++++ Source data

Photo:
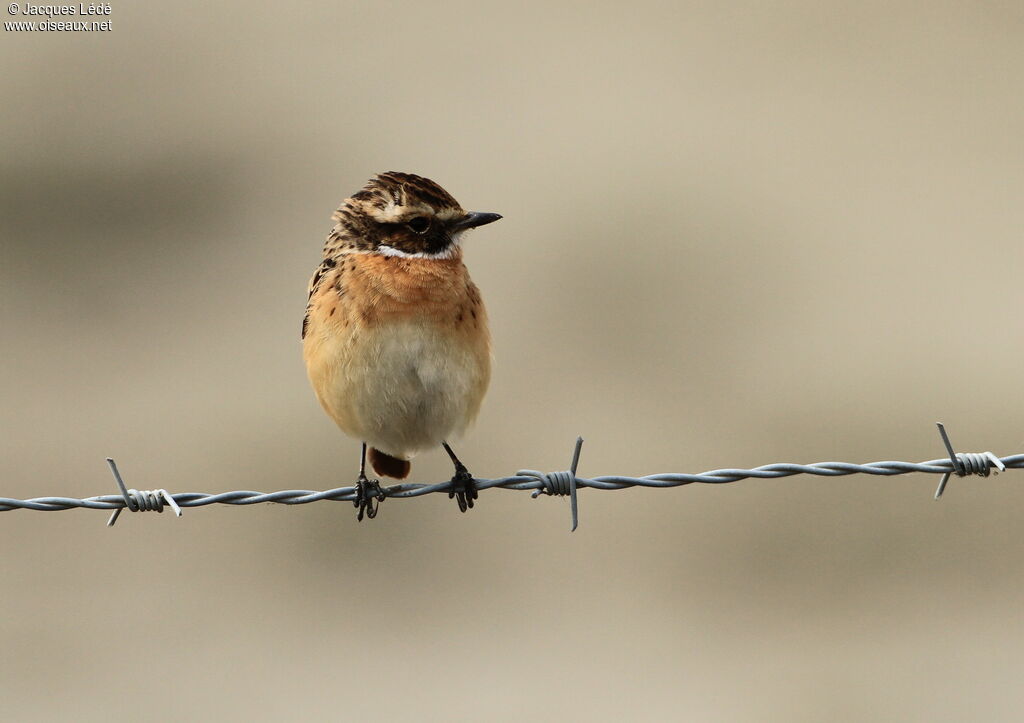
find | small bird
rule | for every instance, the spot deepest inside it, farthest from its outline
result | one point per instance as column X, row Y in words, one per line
column 395, row 335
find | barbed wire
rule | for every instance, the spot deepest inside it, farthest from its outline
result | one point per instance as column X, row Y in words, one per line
column 554, row 483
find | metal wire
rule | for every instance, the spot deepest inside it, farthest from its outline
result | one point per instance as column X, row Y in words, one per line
column 550, row 483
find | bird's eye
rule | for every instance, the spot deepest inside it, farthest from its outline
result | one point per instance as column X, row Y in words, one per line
column 420, row 224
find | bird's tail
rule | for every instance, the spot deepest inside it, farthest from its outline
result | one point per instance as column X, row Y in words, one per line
column 389, row 466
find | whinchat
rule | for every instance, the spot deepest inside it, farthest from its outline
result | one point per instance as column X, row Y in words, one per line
column 395, row 336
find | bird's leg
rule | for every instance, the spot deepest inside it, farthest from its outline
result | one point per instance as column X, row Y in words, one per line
column 367, row 491
column 463, row 486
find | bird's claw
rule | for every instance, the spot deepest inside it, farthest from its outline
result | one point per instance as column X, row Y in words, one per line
column 368, row 497
column 463, row 488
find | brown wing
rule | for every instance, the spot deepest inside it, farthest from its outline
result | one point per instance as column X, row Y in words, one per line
column 314, row 283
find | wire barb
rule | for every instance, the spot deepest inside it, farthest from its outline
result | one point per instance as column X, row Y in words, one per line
column 527, row 480
column 967, row 463
column 559, row 483
column 139, row 500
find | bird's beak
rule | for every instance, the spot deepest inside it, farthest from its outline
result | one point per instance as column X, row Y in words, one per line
column 476, row 218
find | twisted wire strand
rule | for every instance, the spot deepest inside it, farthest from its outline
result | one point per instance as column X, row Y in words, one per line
column 526, row 481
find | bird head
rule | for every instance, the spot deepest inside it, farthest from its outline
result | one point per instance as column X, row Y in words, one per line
column 404, row 215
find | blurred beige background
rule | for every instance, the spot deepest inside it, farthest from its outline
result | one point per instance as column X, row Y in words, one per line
column 734, row 234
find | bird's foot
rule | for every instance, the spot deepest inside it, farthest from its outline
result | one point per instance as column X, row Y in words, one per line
column 463, row 487
column 368, row 497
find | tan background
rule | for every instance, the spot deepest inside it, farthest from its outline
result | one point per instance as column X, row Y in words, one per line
column 734, row 234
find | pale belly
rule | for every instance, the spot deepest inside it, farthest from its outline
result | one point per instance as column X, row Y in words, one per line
column 400, row 387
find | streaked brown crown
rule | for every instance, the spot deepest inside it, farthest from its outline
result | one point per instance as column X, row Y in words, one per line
column 401, row 214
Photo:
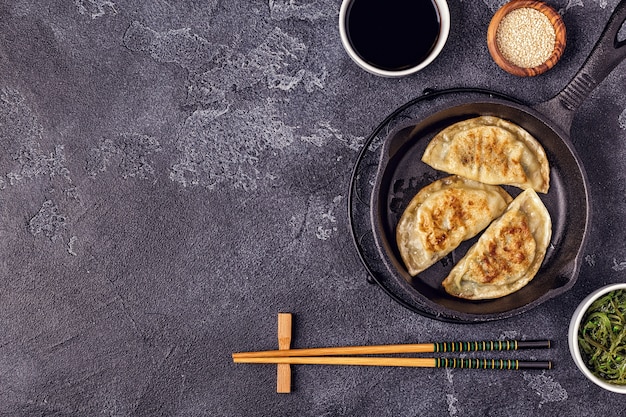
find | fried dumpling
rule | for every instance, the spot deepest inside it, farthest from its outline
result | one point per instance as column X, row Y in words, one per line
column 490, row 150
column 507, row 255
column 442, row 215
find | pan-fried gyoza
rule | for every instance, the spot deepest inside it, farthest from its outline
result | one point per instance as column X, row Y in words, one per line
column 442, row 215
column 507, row 255
column 490, row 150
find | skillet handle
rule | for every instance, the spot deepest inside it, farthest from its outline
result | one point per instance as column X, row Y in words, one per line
column 607, row 53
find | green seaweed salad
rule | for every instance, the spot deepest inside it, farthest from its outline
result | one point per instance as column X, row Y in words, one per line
column 602, row 337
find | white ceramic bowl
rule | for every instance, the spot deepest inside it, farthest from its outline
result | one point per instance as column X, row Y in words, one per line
column 573, row 337
column 444, row 16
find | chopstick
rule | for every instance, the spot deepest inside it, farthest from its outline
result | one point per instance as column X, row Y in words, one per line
column 498, row 345
column 500, row 364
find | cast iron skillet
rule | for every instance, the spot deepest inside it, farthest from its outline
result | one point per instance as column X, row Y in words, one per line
column 401, row 174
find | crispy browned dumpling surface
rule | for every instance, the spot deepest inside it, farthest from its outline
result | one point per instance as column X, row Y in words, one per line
column 507, row 255
column 490, row 150
column 444, row 214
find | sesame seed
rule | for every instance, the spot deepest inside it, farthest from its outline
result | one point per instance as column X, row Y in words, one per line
column 525, row 37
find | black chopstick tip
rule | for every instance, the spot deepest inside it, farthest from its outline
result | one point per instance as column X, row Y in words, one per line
column 534, row 344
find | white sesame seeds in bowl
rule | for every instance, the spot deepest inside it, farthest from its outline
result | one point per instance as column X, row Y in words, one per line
column 526, row 37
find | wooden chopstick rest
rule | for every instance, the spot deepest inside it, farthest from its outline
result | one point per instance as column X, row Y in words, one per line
column 283, row 370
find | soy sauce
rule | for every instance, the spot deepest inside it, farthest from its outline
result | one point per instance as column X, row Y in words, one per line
column 393, row 35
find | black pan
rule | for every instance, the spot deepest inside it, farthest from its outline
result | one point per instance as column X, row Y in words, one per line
column 401, row 174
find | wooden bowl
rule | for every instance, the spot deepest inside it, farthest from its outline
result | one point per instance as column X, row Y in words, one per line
column 559, row 44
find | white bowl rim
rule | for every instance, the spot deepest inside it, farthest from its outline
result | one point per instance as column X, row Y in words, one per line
column 444, row 15
column 573, row 336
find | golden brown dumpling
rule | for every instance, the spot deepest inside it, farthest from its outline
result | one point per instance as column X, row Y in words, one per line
column 490, row 150
column 507, row 255
column 444, row 214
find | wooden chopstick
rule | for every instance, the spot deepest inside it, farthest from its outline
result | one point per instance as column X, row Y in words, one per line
column 499, row 345
column 502, row 364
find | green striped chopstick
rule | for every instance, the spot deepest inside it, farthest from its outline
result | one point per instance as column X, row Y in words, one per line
column 498, row 345
column 502, row 364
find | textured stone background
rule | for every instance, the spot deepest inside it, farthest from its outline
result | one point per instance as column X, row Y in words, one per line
column 174, row 174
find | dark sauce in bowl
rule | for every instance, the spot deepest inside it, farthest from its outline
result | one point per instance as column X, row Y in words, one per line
column 393, row 35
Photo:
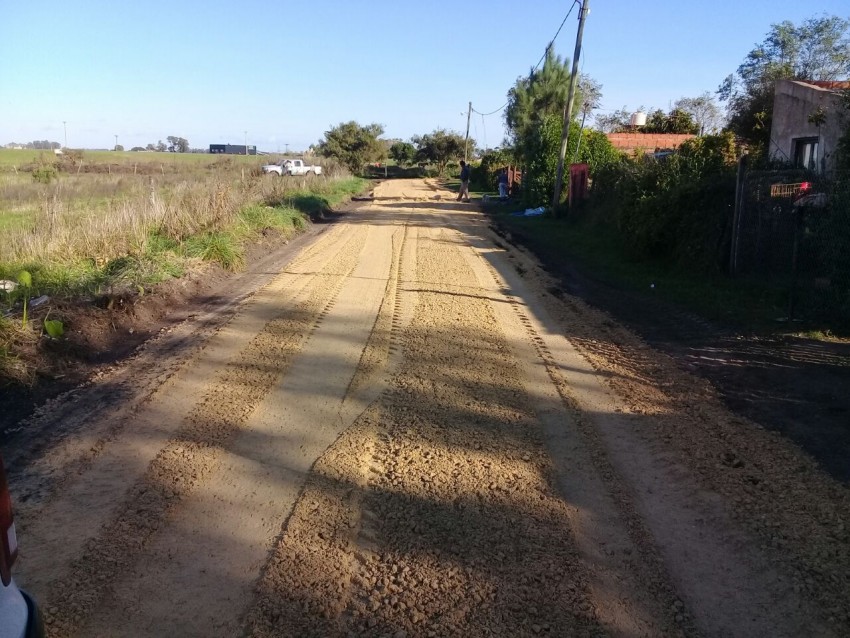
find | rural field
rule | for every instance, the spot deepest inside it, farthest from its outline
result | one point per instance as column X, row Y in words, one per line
column 395, row 424
column 109, row 228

++++++++

» **Problem**:
In the copy, no picture may appear; the records themselves must be output exactly.

» **Answer space**:
Photo:
find | small bird
rule | for every instance, the spot deepest inside it, farthest from its outline
result | one point per instance as column X, row Y in words, one per line
column 395, row 335
find | barbed wire
rule | for every instance, the spot deepest inside it, farthest from its outline
result | one point per instance as column X, row Y in words, one per line
column 554, row 483
find | metal wire
rule | for every instance, the spot deepest inside it, farthest from its outline
result | one point per instance as column X, row Y in words, one per line
column 550, row 483
find | bird's eye
rule | for every instance, the spot deepest inside it, farthest from its outline
result | one point per instance as column X, row Y in words, one per line
column 420, row 224
find | bird's tail
rule | for every instance, the spot deepest inside it, farthest from its outline
result | one point per instance as column X, row Y in words, one per line
column 389, row 466
find | whinchat
rule | for every instance, the spot deepest inside it, farthest from its outline
result | one point per instance as column X, row Y in words, one per line
column 395, row 336
find | bird's leg
rule | for every instance, the spot deepest inside it, farthest from its outline
result | one point per instance as column X, row Y in words, one per line
column 367, row 491
column 463, row 486
find | bird's claw
rule | for every instance, the spot deepest inside it, farthest from its outline
result | one point per instance as column X, row Y in words, one per line
column 368, row 497
column 463, row 488
find | brown wing
rule | for every instance, the spot deepest inside it, farthest from its outline
result | one point per instance as column X, row Y in words, one per line
column 314, row 283
find | wire barb
rule | for every instance, the spot deepest inside it, farthest from its outline
result | one point per instance as column X, row Y in words, one per line
column 527, row 480
column 967, row 463
column 559, row 483
column 139, row 500
find | bird's beak
rule | for every instance, the spot deepest inside it, farthest from its outline
result | one point per instance as column X, row Y in words, one per line
column 476, row 218
find | twisted wire strand
rule | for every instance, the spot deepest inside it, farthest from its outline
result | one point per instance as column X, row Y in words, one per line
column 526, row 481
find | bird head
rule | for every instance, the spot deepest inside it, farthest from its outline
result | one point per instance as column X, row Y in words, one per line
column 404, row 215
find | blurred beige background
rule | for every instance, the spot deepest inside it, farthest from its outline
result | one point per instance as column X, row Y in words, one per line
column 734, row 234
find | bird's foot
rule | for every instance, the spot deepest inside it, farthest from its outline
result | one point per instance as column X, row Y in words, one per line
column 463, row 487
column 368, row 497
find | tan background
rule | for every instance, the spot deepest inside it, farthest from its outline
result | one point per instance as column X, row Y in words, one per line
column 734, row 234
find | pale belly
rule | for every instance, the spot deepest inside it, farthest from its outline
result | one point per instance as column X, row Y in words, one per line
column 400, row 387
find | streaked brown crown
rule | for every instance, the spot deepest inside it, farthest from its outline
result | one point per instance as column X, row Y in words, one per line
column 401, row 214
Photo:
find | fried dumpling
rule | for every instance, the spot deepest inside it, farthest from its outline
result | one point per instance as column X, row Y in words, one per line
column 490, row 150
column 507, row 255
column 442, row 215
find | pan-fried gyoza
rule | for every instance, the spot deepest inside it, farthest from its outline
result | one point per instance as column X, row Y in words, one per line
column 442, row 215
column 507, row 255
column 490, row 150
find | skillet handle
rule | for every instance, the spot deepest inside it, farthest from its outline
result | one point per instance as column X, row Y in words, one per line
column 607, row 53
find | green seaweed salad
rule | for every instance, the spot deepest inside it, farthest from its outline
result | one point per instance as column X, row Y in words, one per line
column 602, row 337
find | white ceramic bowl
rule | for every instance, the spot deepest inside it, farthest from its outline
result | one point per instance as column X, row Y in words, one per line
column 573, row 337
column 444, row 16
find | chopstick
rule | for every instance, the spot deepest inside it, farthest from its outline
result | one point per instance as column X, row Y in words, one per line
column 498, row 345
column 500, row 364
find | cast iron skillet
rule | for every instance, the spot deepest inside it, farthest from its outline
result | one point per instance as column X, row Y in words, one per line
column 401, row 174
find | crispy browned dumpling surface
rule | for every instance, the spot deepest inside it, farthest from its outline
result | one point per instance as column X, row Y in words, one per line
column 507, row 255
column 490, row 150
column 444, row 214
find | sesame seed
rule | for every instance, the spot deepest inside it, farthest from its outline
result | one point per instance as column X, row Y in words, one per line
column 525, row 37
find | black chopstick tip
rule | for every instance, the spot deepest inside it, farthest from its outline
result | one point per instance as column X, row Y in words, one per line
column 534, row 344
find | white sesame seeds in bowl
rule | for every instance, the spot deepest inside it, farthest from its outline
result | one point per instance as column X, row Y in words, one per line
column 526, row 37
find | wooden chopstick rest
rule | for every instance, the spot deepest inside it, farthest from its outline
result | one point per instance as column X, row Y in words, one per line
column 283, row 370
find | soy sauce
rule | for every instance, the spot deepest inside it, farthest from its outline
result | one point per instance as column X, row Y in words, one per line
column 393, row 35
find | black pan
rule | for every instance, the spot deepest inside it, farthest from its outline
result | one point per instance as column X, row Y in words, one per line
column 401, row 174
find | wooden bowl
rule | for every instance, the spot deepest inside it, farthest from its outline
result | one point per instance as column X, row Y in words, one per line
column 559, row 44
find | white bowl rim
rule | for every instance, the spot deepest inside it, farthest from its outline
result | one point per instance as column X, row Y in words, one per line
column 444, row 15
column 573, row 336
find | golden brown dumpling
rule | for every instance, the spot deepest inside it, farthest from its outline
result | one point per instance as column X, row Y in words, one per line
column 490, row 150
column 507, row 255
column 444, row 214
find | wooden chopstick
rule | for every instance, the spot deepest inside it, farthest from its outline
result | one point per instance as column X, row Y in words, one per line
column 499, row 345
column 502, row 364
find | green striped chopstick
rule | for every instance, the spot deepest inside it, farthest from its outline
result | one point per instance as column X, row Y in words, one per line
column 498, row 345
column 502, row 364
find | textured stone background
rule | for every instance, the spot deepest inside it, farthest from its outline
result | one point per instance as column X, row Y in words, one per line
column 174, row 174
find | dark sauce in bowl
rule | for every instance, the spot deepest inside it, farthest from its outline
result | one point per instance as column X, row Y in words, one per line
column 393, row 35
Photo:
find | rural field
rule | for every instance, the spot deepest inside it, farthest from its outline
result | one point per instance as column X, row Y in words, one per line
column 395, row 424
column 109, row 228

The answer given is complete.